* **GIVEN INSTRUCTION 1**:
In the text on Louisville's history, how many spectators attended the first Kentucky Derby?

* **EXTRACTED TEXT**:
____
In September 1862, Confederate General Braxton Bragg decided to take Louisville, but ultimately changed his mind due to lack of backup from General Edmund Kirby Smith's forces and the subsequent decision to install Confederate Governor Richard Hawes in Frankfort. In the summer of 1863, Confederate cavalry under John Hunt Morgan invaded Kentucky from Tennessee and briefly threatened Louisville before swinging around the city into Indiana during Morgan's Raid. In March 1864, Generals Sherman and Ulysses S. Grant met at the Galt House to plan the spring campaign, which included the capture of Atlanta, Georgia.
By the end of the war, Louisville itself had not been attacked even once, even though surrounded by skirmishes and battles, including the Battle of Perryville and the Battle of Corydon. The Unionists — most whose leaders owned slaves — felt betrayed by the abolitionist position of the Republican Party. After 1865 returning Confederate veterans largely took control of the city, leading to the jibe that it joined the Confederacy after the war was over. Subsequently, in 1895, a Confederate monument was erected near the University of Louisville campus.
[edit]Reconstruction
Churchill Downs in 1901
The first Kentucky Derby was held on May 17, 1875, at the Louisville Jockey Club track (later renamed to Churchill Downs). The Derby was originally shepherded by Meriwether Lewis Clark, Jr., the grandson of William Clark of the Lewis and Clark Expedition. 10,000 spectators were present at the first Derby to watch Aristides win the race.
A giant baseball bat adorns the outside of Louisville Slugger Museum in downtown Louisville
On February 2, 1876, Professional Baseball launched the National League, and the Louisville Grays were a charter member of the league. While the Grays were a relatively short-lived team, playing for only two years, they began a much longer lasting relationship between the city and baseball. In 1883, John "Bud" Hillerich made his first baseball bat from white ash in his father's wood shop. The first bat was produced for Pete "The Gladiator" Browning of the Louisville Eclipse (minor league team). The bats eventually become known by the popular name, Louisville Slugger, and the company he started, Hillerich & Bradsby, rapidly became one of the largest manufacturers of baseball bats and other sporting equipment in the world. Today, Hillerich & Bradsby manufactures over one million wooden bats per year, accounting for about two of three wooden bats sold worldwide.
On August 1, 1883, U.S. President Chester A. Arthur opened the first annual Southern Exposition, a series of World's Fairs that would run for five consecutive years adjacent to Central Park in what is now Old Louisville. Highlighted at the show was the largest to-date installation of incandescent light bulbs, having been recently invented by Thomas Edison (a previous resident of Louisville).
The Columbia Building was the tallest building in Kentucky for a decade
Downtown Louisville began a modernization period in the 1890s, with Louisville's second skyscraper, the Columbia Building, opening on January 1, 1890.[28] The following year, famous landscape architect Frederick Law Olmsted was commissioned to design Louisville's system of parks (most notably, Cherokee, Iroquois and Shawnee Parks) connected by tree-lined parkways. Train service arrived to the city on September 7, 1891 with the completion of the Union Station train hub. The first train arrived at 7:30 am. At the time, Louisville's Union Station was recognized as the largest train station in the South.
____
Lines of data:
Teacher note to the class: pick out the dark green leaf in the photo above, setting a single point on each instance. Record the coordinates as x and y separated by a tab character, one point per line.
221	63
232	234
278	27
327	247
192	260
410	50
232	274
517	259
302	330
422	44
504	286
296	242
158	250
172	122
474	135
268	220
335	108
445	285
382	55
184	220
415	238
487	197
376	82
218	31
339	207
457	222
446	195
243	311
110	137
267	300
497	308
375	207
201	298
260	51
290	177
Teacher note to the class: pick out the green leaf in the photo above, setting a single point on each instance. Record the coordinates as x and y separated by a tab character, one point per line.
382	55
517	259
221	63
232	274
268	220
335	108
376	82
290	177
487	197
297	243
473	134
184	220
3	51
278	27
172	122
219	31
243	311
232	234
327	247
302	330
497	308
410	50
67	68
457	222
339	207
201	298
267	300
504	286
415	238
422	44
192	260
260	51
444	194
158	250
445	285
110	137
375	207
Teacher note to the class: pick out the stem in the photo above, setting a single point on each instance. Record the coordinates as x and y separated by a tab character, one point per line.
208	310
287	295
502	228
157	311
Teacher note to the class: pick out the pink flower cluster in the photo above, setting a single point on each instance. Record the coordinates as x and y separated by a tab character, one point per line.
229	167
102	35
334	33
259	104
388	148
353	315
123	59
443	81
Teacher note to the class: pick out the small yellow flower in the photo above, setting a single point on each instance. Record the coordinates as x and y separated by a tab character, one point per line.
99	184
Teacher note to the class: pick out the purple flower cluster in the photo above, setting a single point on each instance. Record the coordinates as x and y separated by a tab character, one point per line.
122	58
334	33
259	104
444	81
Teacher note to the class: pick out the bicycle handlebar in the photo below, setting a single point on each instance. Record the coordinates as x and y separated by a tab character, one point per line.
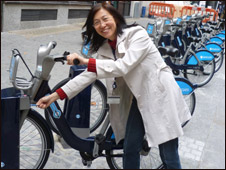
64	58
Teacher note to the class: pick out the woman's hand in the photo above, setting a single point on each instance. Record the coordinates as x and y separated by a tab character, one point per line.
82	60
44	102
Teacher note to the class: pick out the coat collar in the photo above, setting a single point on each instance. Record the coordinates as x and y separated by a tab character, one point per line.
105	49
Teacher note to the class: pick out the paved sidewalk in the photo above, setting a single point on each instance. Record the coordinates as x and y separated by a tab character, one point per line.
201	147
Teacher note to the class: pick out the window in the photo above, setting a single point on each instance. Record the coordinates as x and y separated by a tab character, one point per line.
78	13
38	14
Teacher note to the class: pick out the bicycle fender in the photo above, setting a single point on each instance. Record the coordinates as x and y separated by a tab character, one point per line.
216	39
221	35
213	47
185	86
202	55
46	126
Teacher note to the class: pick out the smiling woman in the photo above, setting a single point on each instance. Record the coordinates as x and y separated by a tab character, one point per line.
154	109
105	24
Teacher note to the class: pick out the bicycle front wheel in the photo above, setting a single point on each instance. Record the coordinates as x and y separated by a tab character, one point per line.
199	77
34	143
98	105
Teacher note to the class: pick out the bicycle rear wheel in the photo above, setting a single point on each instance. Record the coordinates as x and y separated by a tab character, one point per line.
98	105
190	100
34	143
219	61
199	77
114	157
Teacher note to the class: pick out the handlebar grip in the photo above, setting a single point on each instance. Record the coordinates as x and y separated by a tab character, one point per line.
76	61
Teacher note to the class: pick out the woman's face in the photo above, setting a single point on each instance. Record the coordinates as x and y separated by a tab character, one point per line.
104	24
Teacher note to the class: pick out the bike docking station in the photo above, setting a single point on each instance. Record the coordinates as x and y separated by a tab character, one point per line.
14	106
78	109
12	103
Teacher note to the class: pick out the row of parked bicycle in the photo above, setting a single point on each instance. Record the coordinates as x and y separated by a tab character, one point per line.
193	50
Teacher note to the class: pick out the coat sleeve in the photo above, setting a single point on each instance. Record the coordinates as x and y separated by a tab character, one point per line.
139	45
78	83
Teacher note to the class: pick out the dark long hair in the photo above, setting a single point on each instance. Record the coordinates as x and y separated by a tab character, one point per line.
93	37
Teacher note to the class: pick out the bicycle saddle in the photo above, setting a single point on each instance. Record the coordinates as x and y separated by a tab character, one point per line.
194	39
221	20
212	22
206	30
171	51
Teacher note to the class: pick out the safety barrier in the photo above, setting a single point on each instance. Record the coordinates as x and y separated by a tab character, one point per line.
189	10
161	9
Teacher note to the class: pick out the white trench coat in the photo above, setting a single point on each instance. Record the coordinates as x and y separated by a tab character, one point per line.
140	71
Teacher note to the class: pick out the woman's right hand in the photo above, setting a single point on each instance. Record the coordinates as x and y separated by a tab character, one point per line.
72	57
45	102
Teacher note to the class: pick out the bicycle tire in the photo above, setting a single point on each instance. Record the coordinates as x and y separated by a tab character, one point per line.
31	131
96	116
198	77
114	160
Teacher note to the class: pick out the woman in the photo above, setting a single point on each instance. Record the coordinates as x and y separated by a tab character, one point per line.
151	102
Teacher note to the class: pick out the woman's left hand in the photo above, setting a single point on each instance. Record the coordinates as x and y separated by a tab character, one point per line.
82	60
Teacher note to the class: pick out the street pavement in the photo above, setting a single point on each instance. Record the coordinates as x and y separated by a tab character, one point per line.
203	143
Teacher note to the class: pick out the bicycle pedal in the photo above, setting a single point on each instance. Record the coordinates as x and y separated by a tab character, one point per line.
87	163
144	153
99	138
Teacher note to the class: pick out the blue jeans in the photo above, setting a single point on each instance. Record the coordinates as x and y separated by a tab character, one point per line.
133	143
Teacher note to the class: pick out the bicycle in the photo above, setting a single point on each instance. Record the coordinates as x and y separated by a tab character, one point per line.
90	147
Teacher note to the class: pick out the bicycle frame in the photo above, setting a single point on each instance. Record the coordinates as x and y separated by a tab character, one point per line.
40	88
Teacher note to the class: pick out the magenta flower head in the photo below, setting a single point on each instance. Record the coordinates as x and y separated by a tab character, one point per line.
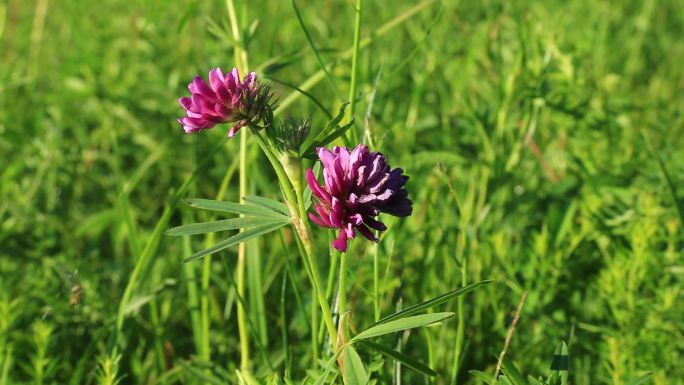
359	185
225	99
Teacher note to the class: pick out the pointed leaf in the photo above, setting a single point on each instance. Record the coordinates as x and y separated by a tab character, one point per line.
402	324
232	207
512	372
235	239
401	357
560	365
324	376
432	302
223	225
314	140
482	376
353	372
269	203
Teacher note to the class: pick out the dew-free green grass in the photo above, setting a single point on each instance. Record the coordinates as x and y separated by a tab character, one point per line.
543	144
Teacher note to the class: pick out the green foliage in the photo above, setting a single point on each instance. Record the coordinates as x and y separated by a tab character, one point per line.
543	141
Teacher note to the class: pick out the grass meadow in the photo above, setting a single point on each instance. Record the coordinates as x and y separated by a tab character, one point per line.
543	141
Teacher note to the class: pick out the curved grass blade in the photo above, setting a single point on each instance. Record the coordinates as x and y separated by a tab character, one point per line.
223	225
482	376
232	207
432	302
401	357
512	373
402	324
268	203
560	365
235	239
353	371
324	68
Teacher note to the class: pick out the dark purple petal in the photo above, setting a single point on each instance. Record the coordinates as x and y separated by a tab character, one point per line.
341	242
358	185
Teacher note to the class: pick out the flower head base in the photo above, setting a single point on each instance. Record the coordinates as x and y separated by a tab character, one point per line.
359	185
225	99
289	134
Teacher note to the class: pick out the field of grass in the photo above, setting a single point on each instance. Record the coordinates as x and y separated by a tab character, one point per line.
543	141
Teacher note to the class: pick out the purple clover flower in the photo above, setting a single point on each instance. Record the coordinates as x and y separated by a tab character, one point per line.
225	99
359	185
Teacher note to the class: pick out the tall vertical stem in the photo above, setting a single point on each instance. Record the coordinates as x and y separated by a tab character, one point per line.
241	63
355	63
342	288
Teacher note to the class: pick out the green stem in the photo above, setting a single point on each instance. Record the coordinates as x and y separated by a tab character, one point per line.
376	283
242	251
241	63
342	288
150	249
355	65
294	196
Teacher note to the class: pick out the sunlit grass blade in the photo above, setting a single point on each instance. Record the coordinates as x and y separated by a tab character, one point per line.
433	302
232	207
354	372
223	225
482	376
402	324
560	365
236	239
512	373
640	380
324	68
268	203
401	357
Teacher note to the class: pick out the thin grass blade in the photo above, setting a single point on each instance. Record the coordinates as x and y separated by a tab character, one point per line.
236	239
402	324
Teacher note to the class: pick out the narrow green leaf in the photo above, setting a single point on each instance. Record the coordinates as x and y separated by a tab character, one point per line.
324	376
429	304
482	376
269	203
640	380
232	207
235	239
201	374
222	225
512	372
402	324
353	373
401	357
314	140
559	365
336	133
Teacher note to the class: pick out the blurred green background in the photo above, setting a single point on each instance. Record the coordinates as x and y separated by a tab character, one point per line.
539	137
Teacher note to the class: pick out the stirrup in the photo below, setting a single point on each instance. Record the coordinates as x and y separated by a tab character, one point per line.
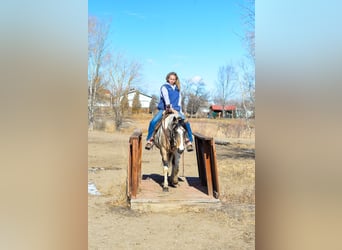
189	147
149	145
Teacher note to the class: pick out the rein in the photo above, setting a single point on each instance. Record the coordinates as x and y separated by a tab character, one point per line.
168	135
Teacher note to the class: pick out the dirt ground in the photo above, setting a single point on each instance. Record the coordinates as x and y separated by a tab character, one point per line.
112	225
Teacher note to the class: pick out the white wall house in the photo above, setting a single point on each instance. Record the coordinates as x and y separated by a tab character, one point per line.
144	99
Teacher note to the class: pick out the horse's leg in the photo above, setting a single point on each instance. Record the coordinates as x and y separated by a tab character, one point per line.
165	169
175	169
165	184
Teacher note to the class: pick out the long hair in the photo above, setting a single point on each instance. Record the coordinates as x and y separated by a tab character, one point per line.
177	79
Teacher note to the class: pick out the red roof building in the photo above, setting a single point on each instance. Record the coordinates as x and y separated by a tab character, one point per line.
219	107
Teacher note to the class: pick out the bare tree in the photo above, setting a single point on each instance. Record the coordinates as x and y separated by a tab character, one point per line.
226	85
136	104
194	95
97	53
247	8
247	75
122	74
124	103
153	104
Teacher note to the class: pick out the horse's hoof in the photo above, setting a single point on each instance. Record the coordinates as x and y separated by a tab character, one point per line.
174	184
____
* **GIVEN INSTRUCTION 2**:
Tally the lines of the records above that contain the word "purple", and give only the number.

* **WORKED ANSWER 1**:
10,000 spectators.

* **WORKED ANSWER 2**:
3